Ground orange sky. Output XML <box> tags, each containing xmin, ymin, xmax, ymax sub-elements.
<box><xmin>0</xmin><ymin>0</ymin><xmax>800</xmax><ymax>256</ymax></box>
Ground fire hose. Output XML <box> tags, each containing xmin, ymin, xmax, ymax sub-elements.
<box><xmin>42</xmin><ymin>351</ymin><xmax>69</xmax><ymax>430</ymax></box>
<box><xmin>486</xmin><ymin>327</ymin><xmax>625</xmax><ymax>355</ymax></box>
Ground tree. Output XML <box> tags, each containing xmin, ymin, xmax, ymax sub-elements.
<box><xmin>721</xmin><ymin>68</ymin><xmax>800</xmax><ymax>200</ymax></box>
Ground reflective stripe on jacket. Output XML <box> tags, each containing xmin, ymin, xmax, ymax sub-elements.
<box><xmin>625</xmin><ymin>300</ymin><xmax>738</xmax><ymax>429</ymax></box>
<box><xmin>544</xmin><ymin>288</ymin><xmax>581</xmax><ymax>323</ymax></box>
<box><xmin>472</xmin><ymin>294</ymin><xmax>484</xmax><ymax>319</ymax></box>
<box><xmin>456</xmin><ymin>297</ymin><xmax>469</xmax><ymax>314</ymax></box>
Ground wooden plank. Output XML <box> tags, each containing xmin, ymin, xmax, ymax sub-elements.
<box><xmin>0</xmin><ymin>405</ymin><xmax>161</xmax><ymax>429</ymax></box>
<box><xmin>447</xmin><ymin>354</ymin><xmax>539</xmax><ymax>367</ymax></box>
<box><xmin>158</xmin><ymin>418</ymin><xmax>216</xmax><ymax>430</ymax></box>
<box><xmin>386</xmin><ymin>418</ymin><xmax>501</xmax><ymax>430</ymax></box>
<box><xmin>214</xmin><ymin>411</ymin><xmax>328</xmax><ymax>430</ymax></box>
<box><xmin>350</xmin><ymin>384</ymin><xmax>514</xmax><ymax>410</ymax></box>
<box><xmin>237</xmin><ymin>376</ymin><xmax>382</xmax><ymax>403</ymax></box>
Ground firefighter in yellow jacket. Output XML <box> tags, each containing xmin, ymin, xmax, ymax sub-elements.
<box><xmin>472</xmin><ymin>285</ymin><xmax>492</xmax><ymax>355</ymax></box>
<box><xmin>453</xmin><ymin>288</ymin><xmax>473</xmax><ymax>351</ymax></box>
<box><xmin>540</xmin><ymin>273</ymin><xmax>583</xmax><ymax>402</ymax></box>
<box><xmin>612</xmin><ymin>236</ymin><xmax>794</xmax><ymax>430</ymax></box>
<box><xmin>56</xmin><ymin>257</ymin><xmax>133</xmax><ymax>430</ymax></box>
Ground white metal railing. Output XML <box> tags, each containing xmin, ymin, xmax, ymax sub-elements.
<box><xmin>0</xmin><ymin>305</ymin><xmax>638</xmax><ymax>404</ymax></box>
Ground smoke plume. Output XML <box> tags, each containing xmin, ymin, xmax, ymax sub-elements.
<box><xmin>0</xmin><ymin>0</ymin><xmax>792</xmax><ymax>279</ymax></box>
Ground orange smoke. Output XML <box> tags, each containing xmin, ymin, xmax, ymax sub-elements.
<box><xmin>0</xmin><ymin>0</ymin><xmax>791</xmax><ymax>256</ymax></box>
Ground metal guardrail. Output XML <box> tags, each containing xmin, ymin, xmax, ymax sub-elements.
========================
**Given task:** Can you duplicate every item above, character for character, without changing a single line?

**Result for this exercise:**
Ground orange sky. Output XML <box> tags, each containing xmin, ymin, xmax, ymax sub-elements.
<box><xmin>0</xmin><ymin>0</ymin><xmax>800</xmax><ymax>256</ymax></box>
Ground fire hose. Output XML <box> tags, each containing xmin, ymin, xmax, ymax sub-elements.
<box><xmin>42</xmin><ymin>351</ymin><xmax>69</xmax><ymax>430</ymax></box>
<box><xmin>486</xmin><ymin>327</ymin><xmax>625</xmax><ymax>355</ymax></box>
Ground tree. Output XML <box> tags, each containing xmin, ymin, xmax, ymax sub-elements.
<box><xmin>721</xmin><ymin>68</ymin><xmax>800</xmax><ymax>200</ymax></box>
Ground reflective stripe on jacket. Output XML <box> tags, each containing xmin, ymin, xmax, ymax sub-elements.
<box><xmin>625</xmin><ymin>300</ymin><xmax>738</xmax><ymax>429</ymax></box>
<box><xmin>544</xmin><ymin>288</ymin><xmax>581</xmax><ymax>323</ymax></box>
<box><xmin>472</xmin><ymin>294</ymin><xmax>484</xmax><ymax>319</ymax></box>
<box><xmin>456</xmin><ymin>297</ymin><xmax>469</xmax><ymax>314</ymax></box>
Ground wooden plank. Output XML <box> tags, each containing xmin, ymin, xmax, ymax sub-elements.
<box><xmin>0</xmin><ymin>405</ymin><xmax>161</xmax><ymax>429</ymax></box>
<box><xmin>447</xmin><ymin>354</ymin><xmax>539</xmax><ymax>367</ymax></box>
<box><xmin>158</xmin><ymin>418</ymin><xmax>216</xmax><ymax>430</ymax></box>
<box><xmin>386</xmin><ymin>418</ymin><xmax>501</xmax><ymax>430</ymax></box>
<box><xmin>214</xmin><ymin>411</ymin><xmax>328</xmax><ymax>430</ymax></box>
<box><xmin>350</xmin><ymin>384</ymin><xmax>514</xmax><ymax>410</ymax></box>
<box><xmin>237</xmin><ymin>376</ymin><xmax>382</xmax><ymax>403</ymax></box>
Ground firefighter in yellow jacket. Output XML <box> tags, each containing xmin, ymin, xmax, ymax sub-elements.
<box><xmin>472</xmin><ymin>285</ymin><xmax>492</xmax><ymax>355</ymax></box>
<box><xmin>453</xmin><ymin>288</ymin><xmax>473</xmax><ymax>351</ymax></box>
<box><xmin>540</xmin><ymin>273</ymin><xmax>583</xmax><ymax>402</ymax></box>
<box><xmin>612</xmin><ymin>236</ymin><xmax>794</xmax><ymax>430</ymax></box>
<box><xmin>56</xmin><ymin>257</ymin><xmax>133</xmax><ymax>430</ymax></box>
Ground white metal railing. Output XML <box> tags, each containing xmin, ymin, xmax, ymax sub-elements.
<box><xmin>0</xmin><ymin>305</ymin><xmax>638</xmax><ymax>404</ymax></box>
Ground smoke plume. Output XML <box> tags, each containing xmin, ymin, xmax, ymax sub-elements.
<box><xmin>0</xmin><ymin>0</ymin><xmax>792</xmax><ymax>279</ymax></box>
Ground orange smoke. Output XML <box> tags, each containing xmin, ymin, xmax, ymax sub-elements.
<box><xmin>0</xmin><ymin>0</ymin><xmax>791</xmax><ymax>256</ymax></box>
Ground metal guardrail. Output XML <box> tags, each containing xmin, ymin, xmax, ymax sub-elements.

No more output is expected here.